— GOAL OF THE EXERCISE —
Below are some records; return each one exactly.

——————————

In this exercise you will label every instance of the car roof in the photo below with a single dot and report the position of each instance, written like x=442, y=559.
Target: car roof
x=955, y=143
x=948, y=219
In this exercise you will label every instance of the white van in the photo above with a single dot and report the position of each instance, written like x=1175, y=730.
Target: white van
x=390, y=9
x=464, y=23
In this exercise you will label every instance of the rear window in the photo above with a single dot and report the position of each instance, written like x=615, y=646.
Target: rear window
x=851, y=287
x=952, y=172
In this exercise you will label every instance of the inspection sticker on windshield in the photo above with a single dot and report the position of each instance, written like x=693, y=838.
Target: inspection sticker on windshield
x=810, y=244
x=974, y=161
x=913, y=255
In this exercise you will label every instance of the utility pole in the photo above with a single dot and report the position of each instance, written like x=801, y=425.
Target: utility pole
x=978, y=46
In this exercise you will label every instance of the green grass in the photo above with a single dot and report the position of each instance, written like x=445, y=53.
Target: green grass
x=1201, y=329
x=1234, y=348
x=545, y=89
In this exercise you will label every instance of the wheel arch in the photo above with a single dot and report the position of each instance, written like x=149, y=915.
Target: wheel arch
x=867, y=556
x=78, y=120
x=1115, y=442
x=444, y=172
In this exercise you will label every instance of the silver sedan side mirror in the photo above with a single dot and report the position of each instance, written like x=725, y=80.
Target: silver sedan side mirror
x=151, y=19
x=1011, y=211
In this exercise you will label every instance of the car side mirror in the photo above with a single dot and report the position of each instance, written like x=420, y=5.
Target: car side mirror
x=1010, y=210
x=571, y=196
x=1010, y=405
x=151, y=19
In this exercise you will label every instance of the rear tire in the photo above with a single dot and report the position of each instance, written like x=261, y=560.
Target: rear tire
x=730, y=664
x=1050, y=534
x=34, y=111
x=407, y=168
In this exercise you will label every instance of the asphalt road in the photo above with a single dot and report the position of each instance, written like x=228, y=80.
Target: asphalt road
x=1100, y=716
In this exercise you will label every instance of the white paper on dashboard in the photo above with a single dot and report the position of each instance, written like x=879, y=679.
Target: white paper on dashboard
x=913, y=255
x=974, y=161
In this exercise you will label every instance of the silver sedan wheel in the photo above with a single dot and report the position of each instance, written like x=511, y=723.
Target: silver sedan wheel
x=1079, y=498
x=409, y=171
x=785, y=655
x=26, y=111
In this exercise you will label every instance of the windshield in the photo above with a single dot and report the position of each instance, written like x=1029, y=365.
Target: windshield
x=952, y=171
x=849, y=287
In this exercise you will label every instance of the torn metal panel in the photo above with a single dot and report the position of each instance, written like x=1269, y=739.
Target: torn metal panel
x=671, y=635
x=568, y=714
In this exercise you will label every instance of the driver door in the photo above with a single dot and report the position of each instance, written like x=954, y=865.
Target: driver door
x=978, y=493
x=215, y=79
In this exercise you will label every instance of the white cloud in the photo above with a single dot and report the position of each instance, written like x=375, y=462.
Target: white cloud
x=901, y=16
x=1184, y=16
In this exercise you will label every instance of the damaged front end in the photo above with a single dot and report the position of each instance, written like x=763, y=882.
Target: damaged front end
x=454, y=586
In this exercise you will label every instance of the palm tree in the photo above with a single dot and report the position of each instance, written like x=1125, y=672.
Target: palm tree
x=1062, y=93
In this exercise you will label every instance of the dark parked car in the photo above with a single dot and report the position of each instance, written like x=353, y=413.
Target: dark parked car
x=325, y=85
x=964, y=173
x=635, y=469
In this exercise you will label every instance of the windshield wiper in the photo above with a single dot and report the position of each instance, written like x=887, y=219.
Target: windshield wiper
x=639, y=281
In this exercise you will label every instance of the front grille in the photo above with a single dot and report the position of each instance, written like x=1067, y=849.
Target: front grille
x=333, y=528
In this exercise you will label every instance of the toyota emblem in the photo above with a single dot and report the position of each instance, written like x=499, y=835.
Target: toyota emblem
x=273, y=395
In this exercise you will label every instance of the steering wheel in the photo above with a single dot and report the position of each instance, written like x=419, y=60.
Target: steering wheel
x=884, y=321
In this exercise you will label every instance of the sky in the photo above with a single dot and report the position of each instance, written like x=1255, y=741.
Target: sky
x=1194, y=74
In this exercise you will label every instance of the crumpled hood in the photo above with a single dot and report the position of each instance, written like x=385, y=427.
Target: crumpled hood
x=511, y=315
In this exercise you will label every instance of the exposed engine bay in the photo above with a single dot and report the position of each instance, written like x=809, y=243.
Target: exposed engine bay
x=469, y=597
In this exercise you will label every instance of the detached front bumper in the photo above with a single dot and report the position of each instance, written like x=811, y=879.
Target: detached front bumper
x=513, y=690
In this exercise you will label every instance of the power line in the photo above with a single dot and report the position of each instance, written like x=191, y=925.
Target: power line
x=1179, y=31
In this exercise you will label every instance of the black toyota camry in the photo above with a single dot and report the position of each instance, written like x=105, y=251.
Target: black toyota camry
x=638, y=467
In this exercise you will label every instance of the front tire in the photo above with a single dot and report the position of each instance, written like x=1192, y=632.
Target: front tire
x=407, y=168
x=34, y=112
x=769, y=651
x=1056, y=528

——————————

— WRITTEN ANSWER —
In this exercise you will label every instance of the car roof in the photo below with a single dot and report the position of each instance, written like x=442, y=559.
Target: car roof
x=955, y=143
x=948, y=219
In this exercise you will label every instance of the white van in the photo above with a single dot and report the position of each instance, written like x=1175, y=730.
Target: white van
x=390, y=9
x=464, y=23
In this exercise you will label every instance of the rear window in the photo above with a single dot and report the position of each instance, written like x=615, y=646.
Target: rear window
x=851, y=287
x=952, y=172
In this exercise you will label every instance of the inspection sticker on windshield in the photo above with a single dot and report the position of each instance, written like x=693, y=838.
Target: inspection sticker on windshield
x=810, y=244
x=974, y=161
x=913, y=255
In this exercise you will label every instance of the utility pole in the photo above with a single dot and report the position of each instance, written like x=801, y=425.
Target: utility pole
x=978, y=46
In this exercise you will label every instance of the green grass in the photo above with a single dot and report the position of each instance, written like x=445, y=53.
Target: green grass
x=1201, y=329
x=1234, y=348
x=545, y=89
In this exercise you will label every instance of the wheel arch in the photo above with a single dot and report the position of each instance, written like x=149, y=915.
Target: wheel arch
x=867, y=556
x=78, y=120
x=1115, y=442
x=444, y=172
In this exercise you will label every instance of the silver sedan side mirror in the photo above with a single dot and report the position of each instance, written like x=725, y=80.
Target: silver sedan side mirror
x=151, y=19
x=1011, y=211
In this exercise you will label every instance of the car side mirror in the photo above with a single dot and report the position of each instance, written like x=420, y=5.
Target: car side mirror
x=1010, y=210
x=571, y=196
x=1010, y=405
x=151, y=19
In this exercise you will label every instance of the rear tire in the photo above with a single dot and report the position of each instance, written like x=261, y=560.
Target: rear tire
x=730, y=664
x=1050, y=534
x=34, y=111
x=407, y=168
In this exercise you will label every instance of the asphalt road in the photo above with a single dot and report the position of each instance, written like x=228, y=80.
Target: asphalt road
x=1100, y=716
In this exercise you will label every instance of the white paper on dashboard in the photo above with a single dot and report the position of each instance, written like x=879, y=679.
Target: white paper on dashboard
x=913, y=255
x=974, y=161
In this exercise you will label every instance of the silver sedan wheel in the photo above with a single dot and report the position of each instance, written like x=511, y=723.
Target: silver sedan wheel
x=1079, y=498
x=409, y=171
x=785, y=655
x=26, y=111
In this exercise you will label every instance of the windshield in the photo above with a single dot and report the position of each instance, written like x=1029, y=365.
Target: windshield
x=952, y=171
x=849, y=287
In this exercise you will label every instance of the torn metal panel in the photo above with a single dot and report the position of each instance, written like x=1269, y=739.
Target: torn metal panel
x=671, y=635
x=568, y=714
In this exercise you will label every instance of the driver door in the photo above with a single dot and report the position of each instance, written like x=954, y=865.
Target: driver door
x=978, y=493
x=215, y=79
In this exercise you will label every instance of the white cloud in the photo above with a single dot and report the position of each instance, written like x=375, y=462.
Target: white cloud
x=901, y=16
x=1184, y=16
In this exercise you will label every instance of the damaged front end in the photo above with a single dot and report the position of each instance, written like x=763, y=882.
Target: damaged front end
x=454, y=586
In this exercise you will label every instance of the palm tree in the photo above with a single dot and report the position of each instance, written like x=1125, y=672.
Target: palm tree
x=1062, y=93
In this exercise you will label every instance of the dark parked car in the photo above with a single dot and report the position of each instance, written like x=353, y=413.
Target: dark parked car
x=325, y=85
x=964, y=173
x=635, y=469
In this exercise you will label every instance of the windshield wiper in the photo above with a single dot and report the position of each instance, written like x=887, y=219.
Target: windshield wiper
x=639, y=281
In this exercise you will label every instance of the front grille in the photo above with a single dot and report the position of each instance, written like x=1067, y=849.
Target: front grille
x=333, y=528
In this exercise you will label every instance of the toyota emblem in the photo above with a single dot and report the position of each instance, written like x=499, y=835.
Target: toyota emblem
x=273, y=395
In this exercise you will label every instance of the steering wheel in the photo above with a single dot and report the position of each instance, written like x=419, y=60.
Target: steering wheel
x=884, y=321
In this exercise you will label every instance of the sky in the photo above with a single dot and report the position of each instance, written like x=1255, y=741.
Target: sky
x=1194, y=74
In this exercise you will label every instance of the crumpled hood in the photo above with a single dot and report the position of each instance, written like x=385, y=427.
Target: crumpled hood
x=511, y=315
In this exercise you will label every instance of the exposed engine bay in the photo above with a single dot and report the position of each instance, written like x=809, y=243.
Target: exposed engine bay
x=469, y=597
In this exercise you will label every instance of the detached front bumper in the photo above with a single dot and report the position of each instance, written like x=811, y=879.
Target: detached front bumper
x=513, y=690
In this exercise you will label every instance of the power line in the photo above with a single dot and report the position of each instance, written like x=191, y=925.
Target: power line
x=1179, y=31
In this exercise you will label every instance of the black toyota camry in the photo above with a single dot and report the position of each instance, written like x=105, y=251.
Target: black toyota camry
x=638, y=467
In this exercise you will label every instance of the front tire in the photo above with a single dot and report the position of each instance, written like x=1192, y=632.
Target: front tire
x=407, y=168
x=34, y=112
x=769, y=651
x=1056, y=528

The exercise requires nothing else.